## Written task 1
Answer these questions from the barber interview, one line each:
(a) In which two cities does Gutierrez have a store?
(b) What did he sell to his fellow students after lunch when he was still in school?
(c) At the low point, how much did a haircut cost?
## Written task 2
Collect every line of the records that contains the string "surface". Case counts.

## Document section
START

Would you like a millimetre extra? Barbershops are more than just glorified hairdressers for men. They are a spa, meeting point and retreat. Visiting Miguel Gutierrez, famous as Nomad Barber in Berlin, London and on YouTube

On an early morning in Berlin-Kreuzberg, Miguel Gutierrez welcomes his visitors with a strong British accent: "Good mornin'!" The man in his early thirties takes another deep drag on his cigarette before he leads us in, passing a coffee machine and luminous letterings, down into the basement, where his Berlin clientele takes a seat in leather armchairs. In the barber scene, Gutierrez is known as Nomad Barber. For 14 years, he has been cutting, shaving and grooming his customers' hair. In addition to his Berlin store, he runs another one in London. Gutierrez became famous in 2012 when he went on a journey around the world round-the-world hile releasing his web series "Nomad Barber" on YouTube. In short videos, he documents the craft of dfferent barbers from various countries.

Mr Miguel Gutierrez, 14 years ago, back in the day, you were only 16 and you decided to become a barber. A picture is said to have sparked your interest. What is so special about it?

The picture shows my father and his brother - both of them were barbers. They looked so smart standing in front of their shops wearing their white coats.

Why did this leave an impression on you?

The friend of my father's had four stores - that impressed me. I am from Liverpool, not from the best, but also not from the worst part of town. Here, you decide on a job and then stick to it without considering other options. However, my father's friend followed a different path. Every time I saw him, he was driving another car, he was travelling all the time and was generally just doing his own thing.

Did the barber's trade appeal to you as well?

I always liked going to the barber, especially because of the atmosphere. What I liked most about it was the idea of opening my own business. I wanted to be a businessman making money. When I was still in school, I sold sweets to my fellow students after lunch.

Your timing was excellent: the barber business has been booming for years. When did you first realise that you might become part of a huge trend?

I became aware of it quite late. Compared to Germany, Great Britain always had plenty of barber shops, although not as many as today. Nobody could have imagined how popular this is now.

Today, almost every town has a hip barber shop. How did that happen?

As everywhere else, trends are spreading at an incredible pace through social media. Somebody might start running a cool barber shop in London and suddenly copies of it start to pop up in Liverpool, Manchester, Newcastle - with the same interior, the same accessories.

Nowadays, men seem to have a renewed interest in proper attire, celebrating their vanity, investing in grooming their beards. Have barber shops had anything to do with this?

For a long time, barbers had a very bad reputation. In the 1970s and 1980s, long hair became popular among men. As a result, they rarely had their hair cut. This meant that they had to compete for every single customer, and so prices dropped. At the low point, a haircut only cost three pounds instead of 20. Barbers had to be quick in order to make any money at all, and so quality suffered. Today, things are the exact opposite: going to the barber is like going to the spa. They offer drinks, facial massages, grooming - due to the fact that men have a revived interest in vanity and therefore need places to celebrate this.

END

## Materials provided

START

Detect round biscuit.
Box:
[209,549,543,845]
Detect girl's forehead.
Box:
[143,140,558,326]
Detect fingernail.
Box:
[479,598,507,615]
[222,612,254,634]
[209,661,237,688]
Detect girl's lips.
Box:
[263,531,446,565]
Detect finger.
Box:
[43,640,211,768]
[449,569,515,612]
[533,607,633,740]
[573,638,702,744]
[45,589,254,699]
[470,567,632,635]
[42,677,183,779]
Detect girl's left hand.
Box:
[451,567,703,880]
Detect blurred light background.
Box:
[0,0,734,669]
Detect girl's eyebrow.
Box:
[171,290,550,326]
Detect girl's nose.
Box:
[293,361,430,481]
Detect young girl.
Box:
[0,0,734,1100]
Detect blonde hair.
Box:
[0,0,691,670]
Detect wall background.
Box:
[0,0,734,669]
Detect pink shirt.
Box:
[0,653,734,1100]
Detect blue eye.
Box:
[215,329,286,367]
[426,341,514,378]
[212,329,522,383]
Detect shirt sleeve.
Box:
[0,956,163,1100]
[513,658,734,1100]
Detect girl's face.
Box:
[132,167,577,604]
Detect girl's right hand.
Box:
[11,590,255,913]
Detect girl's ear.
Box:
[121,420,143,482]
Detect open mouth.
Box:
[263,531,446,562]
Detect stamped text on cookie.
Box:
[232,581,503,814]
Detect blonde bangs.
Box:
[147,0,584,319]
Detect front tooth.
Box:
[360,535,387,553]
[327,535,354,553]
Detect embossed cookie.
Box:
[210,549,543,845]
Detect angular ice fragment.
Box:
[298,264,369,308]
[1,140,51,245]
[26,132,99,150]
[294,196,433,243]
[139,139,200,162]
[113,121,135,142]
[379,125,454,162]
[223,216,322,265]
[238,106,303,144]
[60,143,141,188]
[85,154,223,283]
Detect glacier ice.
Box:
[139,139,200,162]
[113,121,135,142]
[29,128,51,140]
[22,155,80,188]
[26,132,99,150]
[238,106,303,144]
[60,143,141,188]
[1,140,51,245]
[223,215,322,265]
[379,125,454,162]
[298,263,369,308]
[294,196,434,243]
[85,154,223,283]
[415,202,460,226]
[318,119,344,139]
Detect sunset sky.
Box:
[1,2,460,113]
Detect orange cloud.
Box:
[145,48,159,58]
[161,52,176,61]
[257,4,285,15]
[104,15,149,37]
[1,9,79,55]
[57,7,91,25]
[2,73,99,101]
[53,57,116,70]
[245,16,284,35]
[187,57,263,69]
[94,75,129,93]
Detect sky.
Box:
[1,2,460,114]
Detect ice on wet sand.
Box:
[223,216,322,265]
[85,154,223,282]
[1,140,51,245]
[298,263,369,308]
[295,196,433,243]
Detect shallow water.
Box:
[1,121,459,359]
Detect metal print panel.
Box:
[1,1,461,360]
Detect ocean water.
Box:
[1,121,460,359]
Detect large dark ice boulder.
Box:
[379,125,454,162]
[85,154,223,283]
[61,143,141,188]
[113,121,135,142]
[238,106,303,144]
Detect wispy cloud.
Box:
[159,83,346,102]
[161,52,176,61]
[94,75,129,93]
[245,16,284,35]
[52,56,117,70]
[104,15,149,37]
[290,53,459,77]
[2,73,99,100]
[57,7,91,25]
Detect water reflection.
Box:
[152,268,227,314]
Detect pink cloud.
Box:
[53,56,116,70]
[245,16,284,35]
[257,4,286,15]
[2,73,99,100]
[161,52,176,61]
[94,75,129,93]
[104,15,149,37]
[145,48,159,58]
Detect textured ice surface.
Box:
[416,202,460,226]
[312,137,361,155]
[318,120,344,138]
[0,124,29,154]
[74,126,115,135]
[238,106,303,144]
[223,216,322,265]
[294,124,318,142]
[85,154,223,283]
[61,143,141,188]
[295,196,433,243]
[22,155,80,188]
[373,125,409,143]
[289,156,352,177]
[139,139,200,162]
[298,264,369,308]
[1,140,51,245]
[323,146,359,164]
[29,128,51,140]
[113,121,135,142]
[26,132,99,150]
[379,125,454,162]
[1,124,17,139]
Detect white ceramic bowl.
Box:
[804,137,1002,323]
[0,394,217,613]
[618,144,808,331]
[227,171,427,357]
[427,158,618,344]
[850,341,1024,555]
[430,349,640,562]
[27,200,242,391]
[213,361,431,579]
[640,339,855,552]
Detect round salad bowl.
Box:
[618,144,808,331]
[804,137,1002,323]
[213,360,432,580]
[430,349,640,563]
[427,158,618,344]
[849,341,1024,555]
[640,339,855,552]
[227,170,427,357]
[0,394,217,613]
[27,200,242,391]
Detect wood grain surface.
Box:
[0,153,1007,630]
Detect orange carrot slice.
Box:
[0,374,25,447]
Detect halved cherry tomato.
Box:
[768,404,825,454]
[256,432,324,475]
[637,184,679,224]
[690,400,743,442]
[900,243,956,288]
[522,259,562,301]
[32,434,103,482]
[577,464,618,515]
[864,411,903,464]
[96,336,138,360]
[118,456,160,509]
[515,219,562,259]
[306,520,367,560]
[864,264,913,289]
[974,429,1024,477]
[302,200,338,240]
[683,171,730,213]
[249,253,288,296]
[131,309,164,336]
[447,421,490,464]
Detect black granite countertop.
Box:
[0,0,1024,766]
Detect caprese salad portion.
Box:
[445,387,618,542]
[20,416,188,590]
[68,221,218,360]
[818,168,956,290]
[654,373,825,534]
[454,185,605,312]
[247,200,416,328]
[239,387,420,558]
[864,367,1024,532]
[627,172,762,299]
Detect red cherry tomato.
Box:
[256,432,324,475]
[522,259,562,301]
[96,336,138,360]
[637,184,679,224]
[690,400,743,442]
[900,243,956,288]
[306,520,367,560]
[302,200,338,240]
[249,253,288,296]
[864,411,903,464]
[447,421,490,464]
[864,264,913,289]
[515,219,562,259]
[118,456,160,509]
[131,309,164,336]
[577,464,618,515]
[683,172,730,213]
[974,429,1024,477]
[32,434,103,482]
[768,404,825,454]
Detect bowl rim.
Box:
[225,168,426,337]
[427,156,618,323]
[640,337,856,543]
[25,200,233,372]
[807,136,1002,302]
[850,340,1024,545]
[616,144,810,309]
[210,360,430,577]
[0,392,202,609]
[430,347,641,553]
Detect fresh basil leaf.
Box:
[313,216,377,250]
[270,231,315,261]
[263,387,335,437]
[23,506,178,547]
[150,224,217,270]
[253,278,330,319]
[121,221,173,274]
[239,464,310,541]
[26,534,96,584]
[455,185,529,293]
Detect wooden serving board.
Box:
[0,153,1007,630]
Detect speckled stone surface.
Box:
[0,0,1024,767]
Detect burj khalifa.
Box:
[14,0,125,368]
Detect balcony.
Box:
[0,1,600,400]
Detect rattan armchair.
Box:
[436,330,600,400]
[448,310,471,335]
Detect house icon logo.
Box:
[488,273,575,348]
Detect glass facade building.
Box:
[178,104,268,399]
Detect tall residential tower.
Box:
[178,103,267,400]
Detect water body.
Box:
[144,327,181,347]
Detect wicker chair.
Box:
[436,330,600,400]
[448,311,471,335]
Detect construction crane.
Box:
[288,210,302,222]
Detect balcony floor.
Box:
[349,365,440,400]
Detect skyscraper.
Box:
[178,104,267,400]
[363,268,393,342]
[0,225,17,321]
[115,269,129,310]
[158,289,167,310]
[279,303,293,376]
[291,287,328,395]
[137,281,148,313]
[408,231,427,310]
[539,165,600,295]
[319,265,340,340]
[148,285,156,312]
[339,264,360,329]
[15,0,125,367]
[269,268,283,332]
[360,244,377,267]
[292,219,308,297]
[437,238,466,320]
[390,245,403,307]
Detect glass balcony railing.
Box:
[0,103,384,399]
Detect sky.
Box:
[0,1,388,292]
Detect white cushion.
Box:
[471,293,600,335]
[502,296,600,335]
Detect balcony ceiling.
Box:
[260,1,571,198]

END

## Exercise solution 1
(a) Berlin and London
(b) Sweets
(c) Three pounds

## Exercise solution 2
Detect textured ice surface.
Detect wood grain surface.
Detect speckled stone surface.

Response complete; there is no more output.